Please write out all of the entries beneath this line exactly, skipping the pictures.

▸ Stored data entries
==========

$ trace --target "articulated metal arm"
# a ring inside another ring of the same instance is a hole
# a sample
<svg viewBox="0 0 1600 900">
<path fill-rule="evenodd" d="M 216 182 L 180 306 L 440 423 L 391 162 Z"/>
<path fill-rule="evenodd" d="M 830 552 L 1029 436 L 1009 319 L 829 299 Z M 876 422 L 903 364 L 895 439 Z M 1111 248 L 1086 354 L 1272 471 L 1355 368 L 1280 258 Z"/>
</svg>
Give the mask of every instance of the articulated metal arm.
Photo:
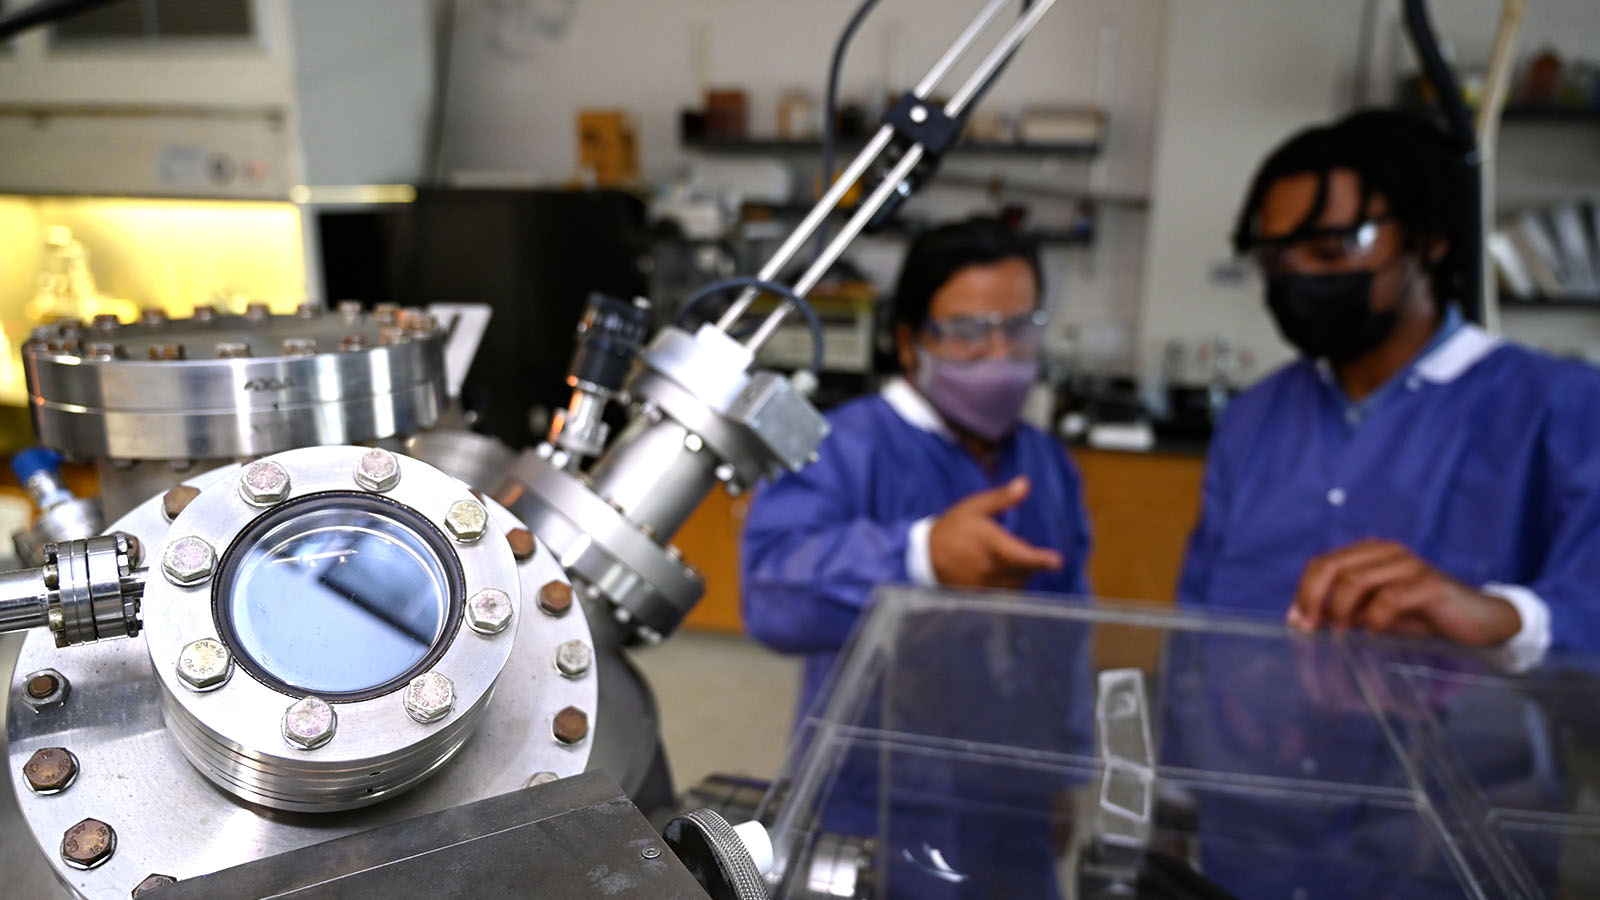
<svg viewBox="0 0 1600 900">
<path fill-rule="evenodd" d="M 0 573 L 0 633 L 49 628 L 56 646 L 139 633 L 145 570 L 126 534 L 46 544 L 45 563 Z"/>
<path fill-rule="evenodd" d="M 814 457 L 828 424 L 806 399 L 803 377 L 791 380 L 756 370 L 756 352 L 796 308 L 795 298 L 804 298 L 868 222 L 916 188 L 1054 0 L 1025 5 L 951 99 L 934 105 L 929 98 L 940 82 L 1012 2 L 987 0 L 761 269 L 759 281 L 774 286 L 773 279 L 810 243 L 850 186 L 880 157 L 889 165 L 793 290 L 785 288 L 788 298 L 749 337 L 741 340 L 733 332 L 759 293 L 755 287 L 743 291 L 715 324 L 693 334 L 662 329 L 639 354 L 625 383 L 575 369 L 570 379 L 574 402 L 563 425 L 552 443 L 518 459 L 497 499 L 555 551 L 573 587 L 592 612 L 601 613 L 592 617 L 597 629 L 615 620 L 621 626 L 614 633 L 618 639 L 651 641 L 671 633 L 705 588 L 700 574 L 670 544 L 690 513 L 719 483 L 738 493 L 800 469 Z M 592 311 L 586 324 L 603 318 Z M 631 334 L 633 329 L 613 331 Z M 588 339 L 610 333 L 584 332 Z M 630 342 L 607 338 L 608 348 L 624 343 Z M 590 357 L 602 358 L 580 349 L 580 362 Z M 596 389 L 591 382 L 606 383 Z M 629 422 L 602 450 L 600 416 L 613 399 L 629 404 Z M 582 460 L 593 455 L 599 458 L 583 467 Z"/>
</svg>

==========

▸ The answer
$ trace --target "articulated metal arm"
# a ring inside another ring of the same instance is a hole
# a sample
<svg viewBox="0 0 1600 900">
<path fill-rule="evenodd" d="M 216 182 L 180 306 L 440 423 L 391 162 Z"/>
<path fill-rule="evenodd" d="M 830 552 L 1029 436 L 1009 319 L 829 299 Z M 876 422 L 903 364 L 895 439 Z M 1111 248 L 1086 354 L 1272 471 L 1355 368 L 1280 258 Z"/>
</svg>
Give the mask of every instance of the articulated metal arm.
Photo:
<svg viewBox="0 0 1600 900">
<path fill-rule="evenodd" d="M 0 573 L 0 633 L 49 628 L 56 646 L 139 633 L 145 570 L 126 534 L 46 544 L 45 563 Z"/>
<path fill-rule="evenodd" d="M 814 457 L 828 424 L 806 399 L 803 377 L 791 380 L 756 370 L 756 352 L 796 308 L 795 298 L 804 298 L 868 222 L 916 188 L 1054 0 L 1025 5 L 951 99 L 934 105 L 929 98 L 940 82 L 1012 2 L 987 0 L 761 269 L 759 281 L 774 286 L 773 279 L 810 243 L 850 186 L 880 157 L 889 165 L 793 290 L 785 288 L 788 298 L 749 337 L 741 340 L 733 332 L 759 293 L 755 287 L 743 291 L 715 324 L 693 334 L 662 329 L 639 354 L 625 383 L 575 369 L 570 379 L 574 402 L 563 425 L 552 443 L 518 459 L 497 499 L 555 551 L 573 587 L 592 612 L 601 613 L 592 617 L 597 629 L 615 620 L 621 626 L 614 633 L 618 639 L 651 641 L 671 633 L 705 588 L 700 574 L 670 544 L 690 513 L 719 483 L 738 493 L 800 469 Z M 592 311 L 586 324 L 603 318 Z M 631 334 L 633 329 L 613 331 Z M 588 339 L 610 333 L 584 332 Z M 630 342 L 607 338 L 608 348 L 624 343 Z M 590 357 L 602 358 L 580 349 L 580 362 Z M 596 389 L 591 382 L 606 383 Z M 629 422 L 602 450 L 600 416 L 613 399 L 629 404 Z M 582 460 L 593 455 L 599 458 L 583 467 Z"/>
</svg>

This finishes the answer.